The wrong man
This is a partial image of the poster for The Tourist. Because I only partially saw The Tourist. I had fully intended to watch it all, on DVD. But it was awful. So I turned it off and stopped watching it. The context: it is the second film from writer-director Florian Henckel von Donnesmarck, the apparent genius behind one of the finest films of 2006, the Oscar-winning The Lives Of Others. I met and interviewed this giant of a man at the time for Radio 4, and came away suitably impressed. I'd loved his first feature, and, fluent in five languages and an actual, leonine German nobleman, he seemed to be a superstar in the making.
Having spent three years making The Lives Of Others, Henckel von Donnesmarck understandably fancied a break from the doom and gloom of the East German secret police and their pinched-faced surveillance culture, so he decided to make an old-fashioned, 60s-style spy caper, the kind which might once have starred Cary Grant and Audrey Hepburn, but in 2011 can only star Johnny Depp and Angelina Jolie. Set in Venice, revolving around a case of mistaken identity and with an early scene of two strangers meeting on a train, it would be a shamelessly Hitchcockian travelogue thriller romp. I was intrigued. I don't much like Angelina Jolie onscreen, but I have an awful lot of time for Johnny Depp, an offbeat, intelligent actor and the only person I ever interviewed who smoked all the way through it. (This was pre-smoking ban, but nonetheless rare in mixed, professional company and among straight-edge, pleasure-averse Hollywood royalty.)

(Dataset content)

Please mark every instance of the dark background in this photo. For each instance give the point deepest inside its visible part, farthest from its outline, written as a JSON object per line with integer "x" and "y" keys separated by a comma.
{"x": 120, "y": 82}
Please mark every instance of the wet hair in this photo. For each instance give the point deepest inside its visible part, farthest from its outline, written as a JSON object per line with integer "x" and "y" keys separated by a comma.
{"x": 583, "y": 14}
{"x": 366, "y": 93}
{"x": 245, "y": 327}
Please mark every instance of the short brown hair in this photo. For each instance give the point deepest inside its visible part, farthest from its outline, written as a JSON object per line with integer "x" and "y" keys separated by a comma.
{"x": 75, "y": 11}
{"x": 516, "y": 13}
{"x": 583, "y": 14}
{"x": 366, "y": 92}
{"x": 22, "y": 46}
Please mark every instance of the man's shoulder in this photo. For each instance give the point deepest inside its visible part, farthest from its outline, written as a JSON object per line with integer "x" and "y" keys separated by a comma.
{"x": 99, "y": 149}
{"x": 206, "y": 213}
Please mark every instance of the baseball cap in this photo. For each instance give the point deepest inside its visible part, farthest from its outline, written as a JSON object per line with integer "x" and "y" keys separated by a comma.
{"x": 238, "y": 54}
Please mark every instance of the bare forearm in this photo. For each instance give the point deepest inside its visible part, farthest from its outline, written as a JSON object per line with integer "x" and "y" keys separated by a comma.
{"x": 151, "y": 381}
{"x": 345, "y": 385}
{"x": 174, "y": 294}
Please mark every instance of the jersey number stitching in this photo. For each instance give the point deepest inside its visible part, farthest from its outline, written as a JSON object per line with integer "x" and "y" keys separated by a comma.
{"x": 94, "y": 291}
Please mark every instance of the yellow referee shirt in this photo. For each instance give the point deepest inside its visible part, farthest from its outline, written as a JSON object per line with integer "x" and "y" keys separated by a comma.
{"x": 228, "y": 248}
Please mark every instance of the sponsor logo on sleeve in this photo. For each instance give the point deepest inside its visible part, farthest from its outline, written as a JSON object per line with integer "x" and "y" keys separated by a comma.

(Problem) Rewrite the passage of the piece about The Tourist starting with "The wrong man" and going on through "in the making.", replacing "DVD" with "Blu-ray". The items have no connection to the piece about The Tourist.

(Exercise result)
The wrong man
This is a partial image of the poster for The Tourist. Because I only partially saw The Tourist. I had fully intended to watch it all, on Blu-ray. But it was awful. So I turned it off and stopped watching it. The context: it is the second film from writer-director Florian Henckel von Donnesmarck, the apparent genius behind one of the finest films of 2006, the Oscar-winning The Lives Of Others. I met and interviewed this giant of a man at the time for Radio 4, and came away suitably impressed. I'd loved his first feature, and, fluent in five languages and an actual, leonine German nobleman, he seemed to be a superstar in the making.